RECORD EXCERPTS:
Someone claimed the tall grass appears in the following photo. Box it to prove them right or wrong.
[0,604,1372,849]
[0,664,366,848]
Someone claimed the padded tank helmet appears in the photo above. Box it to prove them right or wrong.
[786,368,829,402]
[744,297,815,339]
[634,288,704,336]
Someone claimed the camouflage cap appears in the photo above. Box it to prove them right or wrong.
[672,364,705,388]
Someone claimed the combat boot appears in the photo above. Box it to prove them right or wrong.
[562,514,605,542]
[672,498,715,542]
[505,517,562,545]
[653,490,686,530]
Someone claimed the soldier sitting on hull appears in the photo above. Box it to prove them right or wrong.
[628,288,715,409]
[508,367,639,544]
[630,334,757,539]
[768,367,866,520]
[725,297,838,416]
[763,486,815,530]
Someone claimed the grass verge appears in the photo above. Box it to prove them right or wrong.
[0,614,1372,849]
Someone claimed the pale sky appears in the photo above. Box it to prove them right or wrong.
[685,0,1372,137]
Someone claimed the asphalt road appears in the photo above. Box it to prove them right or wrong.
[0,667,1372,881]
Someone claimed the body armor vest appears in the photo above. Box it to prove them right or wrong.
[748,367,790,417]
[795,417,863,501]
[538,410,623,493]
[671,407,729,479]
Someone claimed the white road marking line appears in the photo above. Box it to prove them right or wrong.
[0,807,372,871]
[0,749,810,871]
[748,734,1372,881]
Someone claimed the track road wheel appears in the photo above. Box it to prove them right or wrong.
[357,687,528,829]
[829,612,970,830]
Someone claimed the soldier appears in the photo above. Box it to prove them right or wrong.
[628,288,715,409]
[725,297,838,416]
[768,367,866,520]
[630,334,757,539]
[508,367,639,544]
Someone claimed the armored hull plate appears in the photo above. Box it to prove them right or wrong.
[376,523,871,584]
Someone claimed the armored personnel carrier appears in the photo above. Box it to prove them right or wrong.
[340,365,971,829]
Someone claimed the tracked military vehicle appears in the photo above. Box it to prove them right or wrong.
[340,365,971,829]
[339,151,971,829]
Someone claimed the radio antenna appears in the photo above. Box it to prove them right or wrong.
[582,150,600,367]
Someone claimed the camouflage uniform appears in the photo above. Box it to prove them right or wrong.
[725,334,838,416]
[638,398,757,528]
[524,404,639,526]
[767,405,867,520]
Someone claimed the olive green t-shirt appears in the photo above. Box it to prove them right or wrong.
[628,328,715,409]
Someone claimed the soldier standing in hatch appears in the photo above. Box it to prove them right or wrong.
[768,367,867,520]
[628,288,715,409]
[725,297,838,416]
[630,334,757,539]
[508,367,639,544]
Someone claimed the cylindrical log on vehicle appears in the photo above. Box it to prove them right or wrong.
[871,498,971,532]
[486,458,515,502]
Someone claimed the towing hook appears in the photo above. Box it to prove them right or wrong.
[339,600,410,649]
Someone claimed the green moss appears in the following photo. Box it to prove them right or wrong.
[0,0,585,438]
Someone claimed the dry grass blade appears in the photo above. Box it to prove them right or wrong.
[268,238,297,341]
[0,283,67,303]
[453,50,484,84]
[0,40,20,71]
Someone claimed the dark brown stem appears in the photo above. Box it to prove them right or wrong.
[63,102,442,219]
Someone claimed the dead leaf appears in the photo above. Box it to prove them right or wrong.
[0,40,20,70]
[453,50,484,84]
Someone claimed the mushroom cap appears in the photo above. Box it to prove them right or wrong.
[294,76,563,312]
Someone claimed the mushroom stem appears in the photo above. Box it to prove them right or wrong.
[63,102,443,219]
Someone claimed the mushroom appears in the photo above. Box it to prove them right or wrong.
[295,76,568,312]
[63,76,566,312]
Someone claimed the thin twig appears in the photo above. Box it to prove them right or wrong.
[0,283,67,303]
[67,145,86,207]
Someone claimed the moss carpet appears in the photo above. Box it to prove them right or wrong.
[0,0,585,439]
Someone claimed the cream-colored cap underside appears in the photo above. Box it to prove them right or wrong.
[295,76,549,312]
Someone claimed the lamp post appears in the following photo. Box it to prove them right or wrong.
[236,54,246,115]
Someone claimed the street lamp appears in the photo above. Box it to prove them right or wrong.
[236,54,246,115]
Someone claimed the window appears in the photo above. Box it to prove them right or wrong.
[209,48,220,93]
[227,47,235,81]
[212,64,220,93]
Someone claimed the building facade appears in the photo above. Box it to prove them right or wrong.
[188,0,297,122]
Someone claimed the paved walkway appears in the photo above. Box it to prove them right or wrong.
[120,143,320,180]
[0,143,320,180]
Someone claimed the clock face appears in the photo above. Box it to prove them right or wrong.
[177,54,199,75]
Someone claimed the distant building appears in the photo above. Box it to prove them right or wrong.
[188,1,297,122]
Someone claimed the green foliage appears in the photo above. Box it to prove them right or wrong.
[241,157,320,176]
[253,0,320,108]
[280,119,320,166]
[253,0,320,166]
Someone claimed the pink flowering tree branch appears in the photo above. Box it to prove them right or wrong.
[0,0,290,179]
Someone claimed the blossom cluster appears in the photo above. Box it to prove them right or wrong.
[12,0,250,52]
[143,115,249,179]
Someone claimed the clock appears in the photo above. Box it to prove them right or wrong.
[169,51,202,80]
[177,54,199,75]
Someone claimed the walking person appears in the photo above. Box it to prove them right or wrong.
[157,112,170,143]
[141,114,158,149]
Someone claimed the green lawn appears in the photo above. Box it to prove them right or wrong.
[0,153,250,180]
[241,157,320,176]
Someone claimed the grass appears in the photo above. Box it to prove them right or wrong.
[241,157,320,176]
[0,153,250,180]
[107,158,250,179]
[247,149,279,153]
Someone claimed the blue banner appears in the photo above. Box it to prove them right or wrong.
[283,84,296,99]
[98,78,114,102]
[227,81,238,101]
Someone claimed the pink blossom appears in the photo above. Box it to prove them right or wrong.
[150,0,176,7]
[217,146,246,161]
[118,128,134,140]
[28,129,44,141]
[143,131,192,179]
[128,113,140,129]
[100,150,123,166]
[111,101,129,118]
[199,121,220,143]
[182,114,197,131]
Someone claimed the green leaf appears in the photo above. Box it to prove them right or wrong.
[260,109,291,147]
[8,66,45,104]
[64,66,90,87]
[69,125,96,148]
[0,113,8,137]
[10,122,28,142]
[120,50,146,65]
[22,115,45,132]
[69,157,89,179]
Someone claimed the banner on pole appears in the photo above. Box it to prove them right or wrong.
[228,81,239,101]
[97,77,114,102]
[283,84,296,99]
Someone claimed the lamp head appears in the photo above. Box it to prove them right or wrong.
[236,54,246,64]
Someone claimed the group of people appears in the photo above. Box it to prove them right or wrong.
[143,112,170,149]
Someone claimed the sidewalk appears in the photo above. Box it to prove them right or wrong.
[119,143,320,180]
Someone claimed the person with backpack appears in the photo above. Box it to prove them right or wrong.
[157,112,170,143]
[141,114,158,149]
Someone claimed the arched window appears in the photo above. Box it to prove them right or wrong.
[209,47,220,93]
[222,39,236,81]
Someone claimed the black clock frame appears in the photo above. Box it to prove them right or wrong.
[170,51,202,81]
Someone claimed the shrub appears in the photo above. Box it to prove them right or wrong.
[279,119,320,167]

EXERCISE DETAILS: Copy the records above exactly as they appear.

SOLUTION TO THE PROBLEM:
Someone claimed the tall grass appears in the following photo. Box it to prove them right or wrong.
[0,604,1372,849]
[0,664,366,848]
Someone claimed the padded tank helmet appears in the photo above. Box it to prove them right or wrong.
[786,368,829,402]
[744,297,815,339]
[634,288,704,336]
Someone claimed the camouflage cap appears in the photo above. Box it to prove them right or wrong.
[672,364,705,388]
Someone claimed the combat boot appears in the photo above. Box it to prove them right or wrong.
[562,514,605,542]
[672,498,715,542]
[505,517,562,545]
[653,490,686,530]
Someone claimed the soldier sitting on hull appears in the photo above. Box it to prove them right or wrong.
[628,288,715,409]
[508,367,639,544]
[630,334,757,539]
[768,367,866,520]
[725,297,838,416]
[763,486,815,530]
Someone claimed the grass verge appears in the photo above. Box it to prove them right or wrong.
[0,614,1372,849]
Someone claimed the pale sky appears in the photo above. Box it to prove them right or wrong.
[685,0,1372,137]
Someone claimed the asphalt road appears in the photo above. Box it to prove them right or wrong.
[0,667,1372,881]
Someone claimed the body armor vest appears in the photo above. Box it to prove them right or wrong.
[748,367,790,417]
[795,417,863,501]
[538,410,623,493]
[671,407,729,479]
Someone claimed the white road marking line appears in the photo above. Box it to prove them right or wrong.
[0,807,372,871]
[0,749,810,871]
[748,734,1372,881]
Someone claimed the track road wheel appears in the photo above. Box it to prove them right or wrong.
[357,687,528,829]
[829,612,970,830]
Someone claimed the soldier appears in the photo above. Box it to prove them right or wrong.
[628,288,715,409]
[725,297,838,416]
[768,367,866,520]
[630,334,757,539]
[508,367,639,544]
Someone claimed the armored hull plate appears in the photo above. Box it to prove them right or wrong.
[376,523,871,584]
Someone claimed the armored personnel carrier appears in the photo above. Box it to prove them right or wrong.
[340,365,971,829]
Someone claimed the tracked military vehicle appears in the photo above. Box it to prove them right or wrong.
[340,365,971,829]
[339,151,971,829]
Someone claimed the radio antenna appears in the photo above. Box it to prove them right or wrong.
[582,150,600,367]
Someone claimed the camouflage uniform appears in the photo above. Box it to prove them right or wrong.
[725,334,838,416]
[638,398,757,528]
[524,404,639,526]
[767,405,867,520]
Someone claimed the olive green t-shirt appears in the photo above. Box it to prove them right or wrong.
[628,328,715,409]
Someone claimed the soldier standing in hatch appears in the photo above. Box it to prove them right or wrong.
[768,367,867,520]
[628,288,715,409]
[725,297,838,416]
[630,334,757,539]
[508,367,639,544]
Someone claimed the cylindrical log on vehicle appears in the photo above. Box it to prove them right or wrong.
[871,498,971,532]
[486,458,515,502]
Someone claimed the towing hook appears in the photo above. Box it to prove them right or wrong.
[339,600,410,649]
Someone claimed the green moss appears in the following photo. Box it to prove them right or wrong.
[0,0,585,438]
Someone claimed the dry grass blade appears in the photo above. Box it to prove them right or wrong.
[268,238,297,341]
[0,283,67,303]
[453,50,484,84]
[0,40,20,71]
Someone claimed the dark brown stem appears in the photo above. Box it to prove them right or wrong.
[63,102,442,219]
Someone claimed the dead leaf appears in the photo above. Box it to prove them right or wrong.
[0,40,20,70]
[453,50,484,84]
Someone claimed the mushroom cap appears in the photo above. Box it to prove them right or wrong.
[294,76,563,312]
Someone claimed the mushroom stem appears in the photo above. Box it to prove them right or wrong.
[63,102,443,219]
Someone claimed the mushroom appears in the photo above. Box it to prove them right or wrong.
[295,76,568,312]
[63,76,566,312]
Someone claimed the thin twig appears in the photo above. Box it to prove them right or wrong.
[0,283,67,303]
[67,145,86,207]
Someone claimed the moss carpet appears in the photo above. Box it to prove them right or wrong.
[0,0,585,439]
Someone claimed the cream-colored cap underside appears in the photo above. Box it to prove them right or wrong.
[295,76,549,312]
Someone claimed the lamp post appears in the following photo. Box it to prove them right or wrong.
[236,54,246,115]
Someone claimed the street lamp appears in the photo above. Box it to prove them right or wrong.
[236,54,246,115]
Someone claimed the window appears in the photo above. Box it to prove them right or wrong.
[209,48,220,93]
[227,47,235,81]
[212,64,220,93]
Someone claimed the building facade appears in the photo above. Box it to prove them right or wrong.
[188,0,297,122]
Someone claimed the paved walkway appears in the photo above. Box it to prove them right or wrong.
[120,143,320,180]
[0,143,320,180]
Someone claimed the clock face appears in the photo above. Box it to prove them right or wrong.
[177,54,199,75]
Someone claimed the distant building appears in the photo above. Box it to prove them right or wrong.
[188,1,297,122]
Someone claimed the green foliage appears in the photo above. Box it to prove them right or wrong.
[241,157,320,176]
[253,0,320,108]
[280,119,320,166]
[253,0,320,166]
Someone claimed the pink flowering tree branch appears in the photo above. Box it to prove them right or wrong.
[0,0,290,179]
Someone claimed the blossom cluster appears in the photo above. Box it to prove them right or wrong.
[12,0,250,52]
[143,115,249,179]
Someone claimed the clock appears in the photo above. Box it to prove them right or wrong.
[169,51,202,80]
[177,54,199,75]
Someone claimed the walking person appears in the photo above. Box it to prove them right or wrong.
[157,112,170,143]
[141,114,158,149]
Someone claimed the green lawn appears in the photo above. Box it to prove them right or wrong.
[0,153,250,180]
[241,157,320,176]
Someone claimed the grass appears in the photo above. Box it to prove them right or wrong.
[241,157,320,176]
[0,153,250,180]
[107,158,250,179]
[247,149,279,153]
Someone claimed the blue banner appears in the photo above. Box it to prove them right or wrong.
[283,84,296,99]
[98,78,114,102]
[227,81,238,101]
Someone claimed the pink blossom appears in the photo above. Box it to prove them right or wrong.
[150,0,176,7]
[217,146,246,161]
[118,128,134,140]
[28,129,44,141]
[143,131,192,179]
[128,113,140,129]
[100,150,123,166]
[111,101,129,118]
[199,121,220,143]
[182,114,197,131]
Someone claimed the green leaf appears in the photo above. Box it to prove them right or wrong.
[260,109,291,147]
[8,66,45,104]
[64,66,90,87]
[69,125,96,148]
[0,113,8,137]
[10,122,28,142]
[120,50,146,65]
[22,115,45,132]
[69,157,89,179]
Someone claimed the banner on pole appears in the photo above. Box it to prove them right or wrong.
[228,81,239,101]
[97,77,114,102]
[283,84,296,99]
Someone claimed the lamp head appears in the photo above. Box it to prove them right or wrong.
[236,54,246,64]
Someone claimed the group of people appears in the photo above. Box it to prove them right or wrong.
[143,112,170,149]
Someone claimed the sidewalk appears in the photo above. Box it to prove them right or wrong.
[119,143,320,180]
Someone claimed the person with backpack appears in the photo above. Box it to prove them right or wrong.
[157,112,170,143]
[141,114,158,149]
Someone claimed the arched window appears in the photo above. Box it to prove them right or wrong.
[209,47,220,93]
[222,39,236,81]
Someone claimed the black clock frame appears in the photo above. Box it to prove them right or wrong.
[170,51,202,81]
Someone claimed the shrub appears in the photo above. Box it to prove them right or wrong.
[279,119,320,167]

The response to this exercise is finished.